**Objective**
Every record must be transcribed in its entirety, apart from the images, which are to be omitted.

**Data supplied**
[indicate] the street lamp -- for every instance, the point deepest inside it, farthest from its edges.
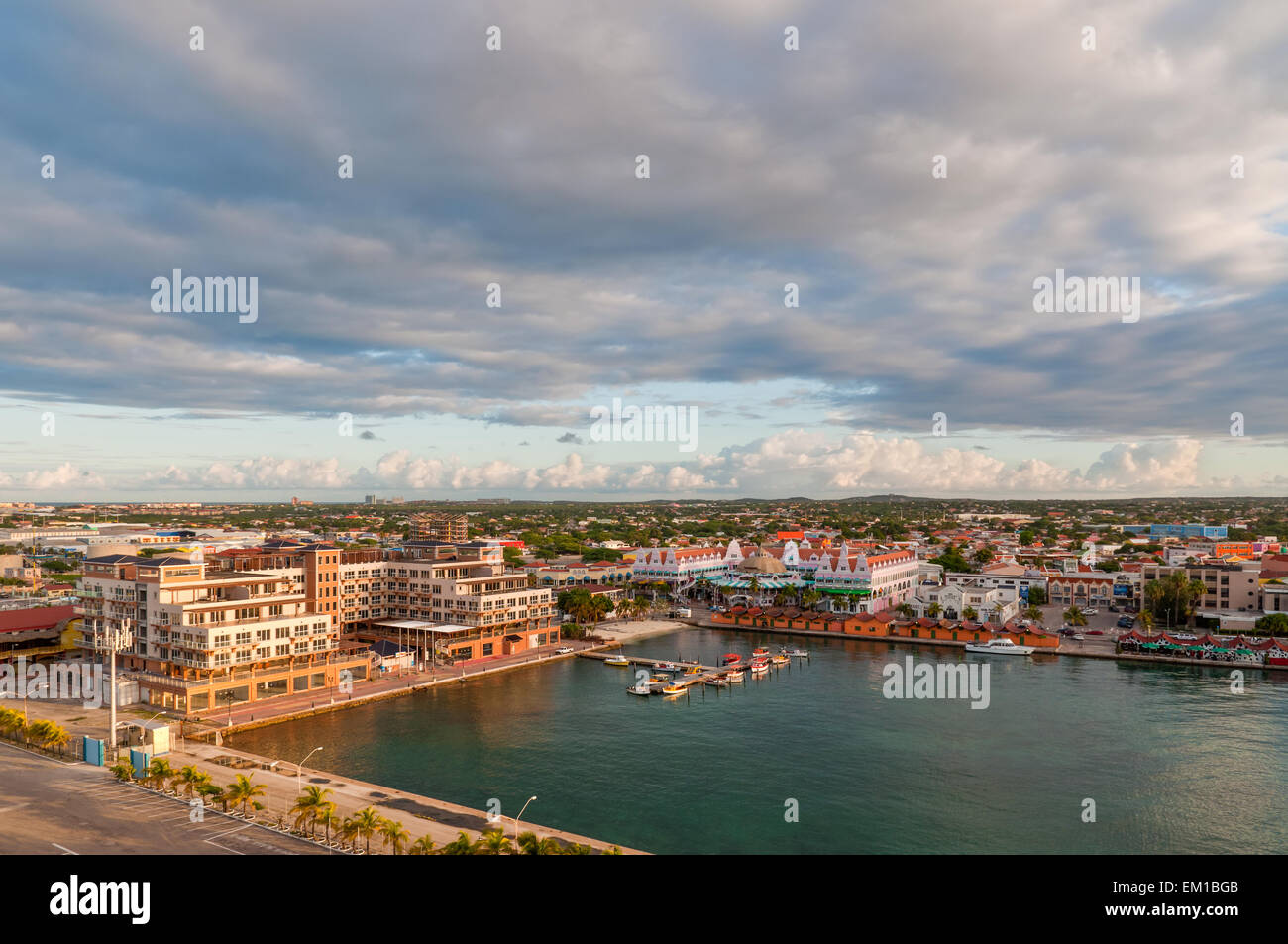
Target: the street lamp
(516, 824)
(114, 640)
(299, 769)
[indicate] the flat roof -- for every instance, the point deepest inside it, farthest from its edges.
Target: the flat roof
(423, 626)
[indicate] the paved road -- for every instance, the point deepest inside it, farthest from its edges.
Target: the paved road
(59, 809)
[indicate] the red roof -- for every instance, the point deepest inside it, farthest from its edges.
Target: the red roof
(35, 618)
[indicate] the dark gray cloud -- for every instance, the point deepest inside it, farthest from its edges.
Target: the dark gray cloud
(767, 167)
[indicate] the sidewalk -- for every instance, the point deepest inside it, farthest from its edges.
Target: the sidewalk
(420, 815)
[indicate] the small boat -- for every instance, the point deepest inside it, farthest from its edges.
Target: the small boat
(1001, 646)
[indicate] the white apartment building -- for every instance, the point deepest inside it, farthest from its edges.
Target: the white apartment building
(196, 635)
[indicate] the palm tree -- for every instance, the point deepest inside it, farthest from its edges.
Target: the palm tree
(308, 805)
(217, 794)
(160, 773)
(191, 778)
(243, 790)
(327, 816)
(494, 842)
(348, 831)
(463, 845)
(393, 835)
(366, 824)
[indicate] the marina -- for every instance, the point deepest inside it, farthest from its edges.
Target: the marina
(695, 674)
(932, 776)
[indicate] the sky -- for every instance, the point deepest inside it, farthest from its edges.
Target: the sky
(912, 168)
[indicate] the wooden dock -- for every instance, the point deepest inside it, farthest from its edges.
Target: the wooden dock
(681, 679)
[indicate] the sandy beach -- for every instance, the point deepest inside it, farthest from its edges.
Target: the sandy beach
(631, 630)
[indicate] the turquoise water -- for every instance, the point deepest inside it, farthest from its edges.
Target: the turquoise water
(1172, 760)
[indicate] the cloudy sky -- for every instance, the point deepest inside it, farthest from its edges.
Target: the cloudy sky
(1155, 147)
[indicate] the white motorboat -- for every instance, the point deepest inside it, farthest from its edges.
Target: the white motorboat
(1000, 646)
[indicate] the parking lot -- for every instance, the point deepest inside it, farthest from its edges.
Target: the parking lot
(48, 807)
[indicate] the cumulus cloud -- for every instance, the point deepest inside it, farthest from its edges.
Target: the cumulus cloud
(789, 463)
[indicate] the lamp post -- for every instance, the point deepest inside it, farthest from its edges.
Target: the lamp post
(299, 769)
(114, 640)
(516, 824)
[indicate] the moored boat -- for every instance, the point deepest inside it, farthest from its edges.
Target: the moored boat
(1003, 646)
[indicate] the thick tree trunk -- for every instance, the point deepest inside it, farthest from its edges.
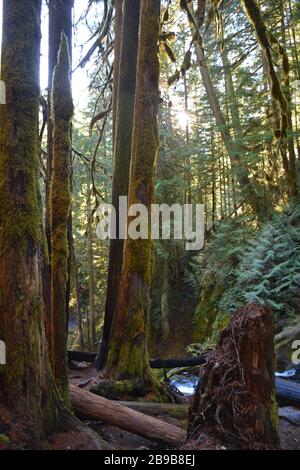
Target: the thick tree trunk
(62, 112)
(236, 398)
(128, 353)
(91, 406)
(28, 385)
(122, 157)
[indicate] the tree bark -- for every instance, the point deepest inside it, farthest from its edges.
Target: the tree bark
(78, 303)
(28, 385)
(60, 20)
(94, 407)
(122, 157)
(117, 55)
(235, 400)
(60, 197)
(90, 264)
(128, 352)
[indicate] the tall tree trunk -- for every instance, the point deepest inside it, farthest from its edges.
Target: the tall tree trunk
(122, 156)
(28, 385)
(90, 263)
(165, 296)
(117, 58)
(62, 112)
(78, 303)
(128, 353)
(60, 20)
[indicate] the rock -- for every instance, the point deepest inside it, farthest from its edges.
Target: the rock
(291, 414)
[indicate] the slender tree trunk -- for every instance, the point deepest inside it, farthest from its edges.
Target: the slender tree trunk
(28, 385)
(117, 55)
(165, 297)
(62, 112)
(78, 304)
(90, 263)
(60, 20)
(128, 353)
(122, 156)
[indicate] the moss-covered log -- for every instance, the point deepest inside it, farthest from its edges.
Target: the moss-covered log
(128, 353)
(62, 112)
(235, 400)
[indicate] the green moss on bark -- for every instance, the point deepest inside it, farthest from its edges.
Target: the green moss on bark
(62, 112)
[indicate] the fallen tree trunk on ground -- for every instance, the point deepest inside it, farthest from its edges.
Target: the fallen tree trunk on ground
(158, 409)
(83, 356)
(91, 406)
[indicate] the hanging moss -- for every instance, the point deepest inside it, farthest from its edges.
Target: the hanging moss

**Written answer**
[indicate] the street lamp -- for every instance, the point deepest inside it, farthest from its edges.
Target: the street lamp
(516, 824)
(114, 640)
(299, 769)
[indicate] the flat roof -- for every instance, the point deepest inside it, farthest from its edges.
Target: the flat roof
(423, 626)
[indicate] the paved road -- for every instance, the point deepest inside it, farthest from its edges.
Target: the paved road
(59, 809)
[indicate] the red roof -- for every instance, the point deepest inside it, farthest from its edges.
Target: the red roof
(35, 618)
[indicate] the dark gray cloud -- for every instance, the point deepest inside it, farthest from its edges.
Target: the dark gray cloud
(767, 167)
[indicate] the sidewalk -- for every instance, the point deepest inside it, farthest from its edges.
Target: the sidewalk
(420, 815)
[indicate] the small boat -- for every instance, the point deepest inside it, farthest from its edges.
Target: the small boat
(1001, 646)
[indicate] the white apartment building -- for every instance, the point deepest inside it, farthest from its edges.
Target: the white apartment building
(196, 635)
[indicate] the palm tree -- for every instance, the point deepest inside it, farthest from its edges.
Target: the palm tree
(308, 805)
(217, 794)
(160, 773)
(191, 778)
(243, 790)
(327, 816)
(494, 842)
(348, 831)
(463, 845)
(393, 835)
(366, 824)
[indicate] the marina -- for every instance, the point deepest inside it, farthest from its edges.
Target: the marina
(695, 674)
(932, 776)
[indicate] the sky -- for every instance, the point deepest inside it, farthest from its edges.
Target: the sky
(912, 168)
[indicate] the wooden dock -- for every instance, the point deepest inside it, farthest from its edges.
Target: the wooden dock
(681, 679)
[indicate] the sandy beach -- for every instance, the point deepest inside it, farthest from its edges.
Target: the sandy beach
(631, 630)
[indicate] the turquoise water -- for every instance, the point deepest inside it, farthest from its edges.
Target: the turquoise water
(1172, 760)
[indicate] the cloudy sky -- for every instance, the point deepest inside it, farthest from its edges.
Target: the cloudy sky
(1155, 147)
[indicate] the white motorboat -- for every instance, the point deepest inside it, farthest from its edges.
Target: the white motorboat
(1000, 646)
[indicate] the parking lot -- for every instance, the point deepest inside it, farthest from its edges.
Target: the parking lot
(48, 807)
[indicate] the cumulus cloud -- for every instance, the point deepest inside it, farthest from its edges.
Target: the cumulus cloud
(789, 463)
[indicate] the lamp post -- for every instance, the point deepest inside it, farthest from its edges.
Target: the lamp post
(299, 769)
(114, 640)
(516, 824)
[indicate] the moored boat -- for every instance, the point deepest inside it, farthest from its edges.
Target: the moored boat
(1003, 646)
[indicate] the thick tree trunk -- for every instance, the point deepest inside it, farthest from its edges.
Target: the thick tree trunk
(62, 112)
(236, 398)
(128, 353)
(91, 406)
(28, 385)
(122, 157)
[indicate] the tree bark -- for every instance, the point deepest inside it, farthest from its edges.
Target: the tree bark
(78, 303)
(28, 385)
(60, 20)
(94, 407)
(122, 157)
(117, 55)
(235, 400)
(60, 197)
(90, 264)
(128, 352)
[indicate] the tall tree trunk -- for every instance, the point deepest inside it, farthest from its edges.
Target: the tall tree trunk
(122, 156)
(28, 385)
(90, 263)
(165, 296)
(117, 58)
(62, 112)
(78, 303)
(128, 353)
(60, 20)
[indicate] the rock -- for every instance, the point deepest inside it, farthest from its edges.
Target: the rock
(291, 414)
[indicate] the slender tree trunk -- for every instance, the point deepest inside it, farthest from its edges.
Target: the slender tree trunk
(28, 385)
(117, 55)
(165, 297)
(62, 112)
(78, 304)
(90, 263)
(60, 20)
(128, 353)
(122, 156)
[indicate] the moss-covered log -- for every instance, the point deepest inside it, farthest from its edges.
Target: the moss-covered log
(128, 353)
(62, 112)
(235, 400)
[indicate] the green moss on bark -- for every instance, the point deepest inside it, farthest from its edges.
Target: the green moss on bark
(62, 112)
[indicate] the fallen tree trunk on ground -- for every instance, the point deepest inside it, farthest from its edges.
Target: the fallen tree trunk on ground
(158, 409)
(83, 356)
(91, 406)
[indicate] the hanging moss -- for every instance, the point deepest inside it, farthest from its edges.
Target: the hanging moss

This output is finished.